DATA LISTING:
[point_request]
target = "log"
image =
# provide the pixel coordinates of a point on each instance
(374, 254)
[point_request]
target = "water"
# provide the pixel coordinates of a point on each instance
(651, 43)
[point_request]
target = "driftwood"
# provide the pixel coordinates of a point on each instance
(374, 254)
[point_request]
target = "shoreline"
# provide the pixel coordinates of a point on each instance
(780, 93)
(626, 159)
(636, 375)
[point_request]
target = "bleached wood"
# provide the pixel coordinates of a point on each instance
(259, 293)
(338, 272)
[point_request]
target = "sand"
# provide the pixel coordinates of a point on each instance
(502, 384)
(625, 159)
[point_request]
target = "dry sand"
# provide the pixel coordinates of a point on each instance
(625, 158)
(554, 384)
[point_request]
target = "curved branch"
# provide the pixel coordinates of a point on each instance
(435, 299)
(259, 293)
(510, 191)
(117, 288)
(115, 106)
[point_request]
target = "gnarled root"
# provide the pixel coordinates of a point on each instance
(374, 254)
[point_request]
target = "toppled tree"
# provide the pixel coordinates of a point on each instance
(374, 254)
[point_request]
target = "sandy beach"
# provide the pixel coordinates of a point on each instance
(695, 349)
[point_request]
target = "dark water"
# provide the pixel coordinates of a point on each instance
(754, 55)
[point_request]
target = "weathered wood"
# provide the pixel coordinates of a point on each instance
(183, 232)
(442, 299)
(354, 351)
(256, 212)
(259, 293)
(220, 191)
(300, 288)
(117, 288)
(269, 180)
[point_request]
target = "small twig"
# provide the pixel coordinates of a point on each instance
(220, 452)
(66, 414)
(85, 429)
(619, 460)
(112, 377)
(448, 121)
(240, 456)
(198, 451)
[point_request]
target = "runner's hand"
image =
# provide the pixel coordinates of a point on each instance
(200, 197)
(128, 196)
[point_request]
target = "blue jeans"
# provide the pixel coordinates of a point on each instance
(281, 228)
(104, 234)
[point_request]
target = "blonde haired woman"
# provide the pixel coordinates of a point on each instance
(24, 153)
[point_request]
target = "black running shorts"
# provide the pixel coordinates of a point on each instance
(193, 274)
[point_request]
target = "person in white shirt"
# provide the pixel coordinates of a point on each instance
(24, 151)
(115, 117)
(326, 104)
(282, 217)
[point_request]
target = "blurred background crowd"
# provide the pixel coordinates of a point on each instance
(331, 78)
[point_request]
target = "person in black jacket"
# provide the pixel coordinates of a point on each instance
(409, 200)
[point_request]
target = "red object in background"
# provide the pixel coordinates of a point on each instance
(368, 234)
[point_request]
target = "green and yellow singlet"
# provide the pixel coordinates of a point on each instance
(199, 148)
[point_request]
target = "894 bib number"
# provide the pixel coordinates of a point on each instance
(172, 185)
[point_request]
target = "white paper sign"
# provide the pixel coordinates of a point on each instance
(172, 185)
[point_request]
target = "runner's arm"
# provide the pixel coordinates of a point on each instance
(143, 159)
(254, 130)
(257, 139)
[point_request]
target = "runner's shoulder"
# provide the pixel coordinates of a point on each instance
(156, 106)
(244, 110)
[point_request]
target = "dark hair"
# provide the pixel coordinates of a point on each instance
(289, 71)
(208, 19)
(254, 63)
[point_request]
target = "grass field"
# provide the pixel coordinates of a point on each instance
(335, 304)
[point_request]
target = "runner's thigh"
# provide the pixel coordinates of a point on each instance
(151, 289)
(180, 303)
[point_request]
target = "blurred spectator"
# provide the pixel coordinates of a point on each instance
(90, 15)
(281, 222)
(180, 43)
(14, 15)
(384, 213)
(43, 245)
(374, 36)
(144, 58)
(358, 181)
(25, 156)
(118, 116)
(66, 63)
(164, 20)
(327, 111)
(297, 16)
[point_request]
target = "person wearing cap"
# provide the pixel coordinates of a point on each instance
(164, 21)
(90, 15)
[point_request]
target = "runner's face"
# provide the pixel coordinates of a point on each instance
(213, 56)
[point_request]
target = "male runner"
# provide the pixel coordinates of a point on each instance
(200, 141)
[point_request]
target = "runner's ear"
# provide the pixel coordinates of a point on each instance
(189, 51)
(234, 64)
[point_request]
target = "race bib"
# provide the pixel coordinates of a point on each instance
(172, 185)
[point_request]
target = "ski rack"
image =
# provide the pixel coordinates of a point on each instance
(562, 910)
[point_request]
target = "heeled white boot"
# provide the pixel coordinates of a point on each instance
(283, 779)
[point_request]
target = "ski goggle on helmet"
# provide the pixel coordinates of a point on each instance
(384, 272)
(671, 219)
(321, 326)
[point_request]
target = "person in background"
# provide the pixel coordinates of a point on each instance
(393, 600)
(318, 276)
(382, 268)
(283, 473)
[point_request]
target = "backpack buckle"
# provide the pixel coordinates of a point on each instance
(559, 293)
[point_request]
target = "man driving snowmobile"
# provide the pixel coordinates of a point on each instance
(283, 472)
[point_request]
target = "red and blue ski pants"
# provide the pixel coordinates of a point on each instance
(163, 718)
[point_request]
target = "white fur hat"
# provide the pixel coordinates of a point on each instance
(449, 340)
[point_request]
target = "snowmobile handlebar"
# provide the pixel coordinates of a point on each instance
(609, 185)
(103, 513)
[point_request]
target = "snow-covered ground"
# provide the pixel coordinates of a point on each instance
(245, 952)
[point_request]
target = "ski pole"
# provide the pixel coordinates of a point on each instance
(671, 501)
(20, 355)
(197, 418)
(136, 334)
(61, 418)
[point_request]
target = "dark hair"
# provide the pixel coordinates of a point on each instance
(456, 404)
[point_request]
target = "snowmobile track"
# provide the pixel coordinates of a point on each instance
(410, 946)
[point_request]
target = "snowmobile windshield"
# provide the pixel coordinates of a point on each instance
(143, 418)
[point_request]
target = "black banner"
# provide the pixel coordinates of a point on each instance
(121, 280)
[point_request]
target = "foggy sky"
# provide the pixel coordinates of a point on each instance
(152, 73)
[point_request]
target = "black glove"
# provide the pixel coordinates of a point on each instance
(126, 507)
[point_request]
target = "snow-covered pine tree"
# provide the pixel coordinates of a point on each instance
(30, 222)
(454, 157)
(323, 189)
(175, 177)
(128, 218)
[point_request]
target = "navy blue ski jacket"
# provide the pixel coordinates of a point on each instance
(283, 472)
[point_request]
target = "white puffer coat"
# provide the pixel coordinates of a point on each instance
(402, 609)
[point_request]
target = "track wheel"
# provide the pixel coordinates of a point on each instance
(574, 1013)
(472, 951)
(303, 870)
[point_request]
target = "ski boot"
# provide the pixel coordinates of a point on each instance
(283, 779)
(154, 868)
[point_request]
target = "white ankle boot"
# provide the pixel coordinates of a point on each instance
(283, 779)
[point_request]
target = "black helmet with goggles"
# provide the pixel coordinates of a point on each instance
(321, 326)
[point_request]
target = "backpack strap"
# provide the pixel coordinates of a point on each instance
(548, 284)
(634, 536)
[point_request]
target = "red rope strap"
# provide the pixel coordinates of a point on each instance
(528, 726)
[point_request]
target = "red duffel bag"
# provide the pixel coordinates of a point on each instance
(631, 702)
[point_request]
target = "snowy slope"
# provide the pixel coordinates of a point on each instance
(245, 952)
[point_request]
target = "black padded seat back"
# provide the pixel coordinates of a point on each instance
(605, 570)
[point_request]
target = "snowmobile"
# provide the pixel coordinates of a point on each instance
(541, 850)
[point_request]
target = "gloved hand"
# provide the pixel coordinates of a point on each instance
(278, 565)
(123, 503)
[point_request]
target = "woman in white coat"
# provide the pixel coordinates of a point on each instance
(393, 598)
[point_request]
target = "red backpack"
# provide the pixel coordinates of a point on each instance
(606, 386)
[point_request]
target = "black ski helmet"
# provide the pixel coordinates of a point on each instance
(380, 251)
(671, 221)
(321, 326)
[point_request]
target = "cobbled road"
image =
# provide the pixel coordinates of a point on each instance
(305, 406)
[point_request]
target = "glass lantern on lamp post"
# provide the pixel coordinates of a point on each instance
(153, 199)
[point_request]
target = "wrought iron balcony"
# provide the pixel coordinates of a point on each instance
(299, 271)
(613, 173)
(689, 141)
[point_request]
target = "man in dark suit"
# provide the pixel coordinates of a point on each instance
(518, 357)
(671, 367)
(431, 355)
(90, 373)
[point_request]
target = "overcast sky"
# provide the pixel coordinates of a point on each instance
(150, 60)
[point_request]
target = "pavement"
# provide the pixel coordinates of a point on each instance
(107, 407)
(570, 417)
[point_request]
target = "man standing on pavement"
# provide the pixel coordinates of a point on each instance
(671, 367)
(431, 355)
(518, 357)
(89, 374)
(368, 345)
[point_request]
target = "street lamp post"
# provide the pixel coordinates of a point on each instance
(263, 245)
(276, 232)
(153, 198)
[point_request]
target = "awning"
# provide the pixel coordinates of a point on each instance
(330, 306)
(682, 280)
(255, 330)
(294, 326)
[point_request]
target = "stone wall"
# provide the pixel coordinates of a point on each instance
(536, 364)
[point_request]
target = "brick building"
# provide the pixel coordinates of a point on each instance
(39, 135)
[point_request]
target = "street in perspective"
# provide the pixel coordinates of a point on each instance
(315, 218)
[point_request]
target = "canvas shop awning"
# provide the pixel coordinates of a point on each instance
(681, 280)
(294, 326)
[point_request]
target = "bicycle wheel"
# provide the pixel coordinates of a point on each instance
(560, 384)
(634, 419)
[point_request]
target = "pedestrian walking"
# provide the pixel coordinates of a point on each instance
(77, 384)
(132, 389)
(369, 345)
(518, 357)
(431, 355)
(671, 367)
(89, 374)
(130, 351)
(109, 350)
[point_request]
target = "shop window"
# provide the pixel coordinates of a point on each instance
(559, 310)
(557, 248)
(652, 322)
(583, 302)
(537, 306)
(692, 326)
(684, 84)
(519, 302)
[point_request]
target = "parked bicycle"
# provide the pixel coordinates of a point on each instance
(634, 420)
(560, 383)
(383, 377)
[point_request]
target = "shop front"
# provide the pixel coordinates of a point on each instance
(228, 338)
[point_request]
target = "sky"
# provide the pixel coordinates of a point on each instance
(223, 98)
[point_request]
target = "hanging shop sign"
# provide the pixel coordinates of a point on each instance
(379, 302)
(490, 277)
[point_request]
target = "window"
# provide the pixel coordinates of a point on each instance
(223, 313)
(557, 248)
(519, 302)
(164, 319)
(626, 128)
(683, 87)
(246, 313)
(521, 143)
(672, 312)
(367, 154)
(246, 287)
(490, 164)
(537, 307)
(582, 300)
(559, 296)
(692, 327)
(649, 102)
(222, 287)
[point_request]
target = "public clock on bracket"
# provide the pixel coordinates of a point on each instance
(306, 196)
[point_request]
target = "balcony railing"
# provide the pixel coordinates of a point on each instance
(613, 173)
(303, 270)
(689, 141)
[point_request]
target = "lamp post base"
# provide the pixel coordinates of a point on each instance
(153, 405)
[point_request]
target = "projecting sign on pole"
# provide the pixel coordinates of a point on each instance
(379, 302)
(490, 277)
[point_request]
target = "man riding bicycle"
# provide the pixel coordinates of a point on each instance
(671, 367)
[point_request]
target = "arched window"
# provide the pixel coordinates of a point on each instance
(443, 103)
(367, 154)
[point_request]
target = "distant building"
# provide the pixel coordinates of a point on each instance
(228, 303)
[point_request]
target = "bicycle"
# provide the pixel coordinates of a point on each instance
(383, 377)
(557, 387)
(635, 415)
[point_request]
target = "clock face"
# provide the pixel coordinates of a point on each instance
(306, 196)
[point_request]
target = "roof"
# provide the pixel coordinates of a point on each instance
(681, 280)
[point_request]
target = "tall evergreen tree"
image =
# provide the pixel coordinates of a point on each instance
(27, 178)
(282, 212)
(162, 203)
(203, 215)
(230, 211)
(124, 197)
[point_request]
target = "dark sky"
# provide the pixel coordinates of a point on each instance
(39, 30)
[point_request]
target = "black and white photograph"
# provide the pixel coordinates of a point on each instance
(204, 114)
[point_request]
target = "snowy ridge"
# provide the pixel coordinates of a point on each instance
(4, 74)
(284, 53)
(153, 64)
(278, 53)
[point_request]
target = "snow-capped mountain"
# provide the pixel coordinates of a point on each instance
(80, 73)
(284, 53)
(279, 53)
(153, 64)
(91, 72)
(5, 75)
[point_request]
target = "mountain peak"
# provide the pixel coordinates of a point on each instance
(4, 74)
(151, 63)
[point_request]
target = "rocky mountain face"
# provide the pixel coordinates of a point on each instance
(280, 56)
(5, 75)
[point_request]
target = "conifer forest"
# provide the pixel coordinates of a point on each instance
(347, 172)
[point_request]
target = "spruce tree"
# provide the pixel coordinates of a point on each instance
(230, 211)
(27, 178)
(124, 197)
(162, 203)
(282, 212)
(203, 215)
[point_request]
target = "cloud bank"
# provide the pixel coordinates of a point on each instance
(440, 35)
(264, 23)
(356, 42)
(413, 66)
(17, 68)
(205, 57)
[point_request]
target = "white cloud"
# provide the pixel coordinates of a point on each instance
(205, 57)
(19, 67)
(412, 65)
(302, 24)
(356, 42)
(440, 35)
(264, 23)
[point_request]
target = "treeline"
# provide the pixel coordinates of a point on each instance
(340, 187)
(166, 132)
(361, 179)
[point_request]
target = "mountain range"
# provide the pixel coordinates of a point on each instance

DIRECTIONS: Locate each line of the data above that contains the word "woman", matching case exactly, and copy those lines out in full.

FINAL RESULT:
target = "blonde haired woman"
target = "woman in white coat"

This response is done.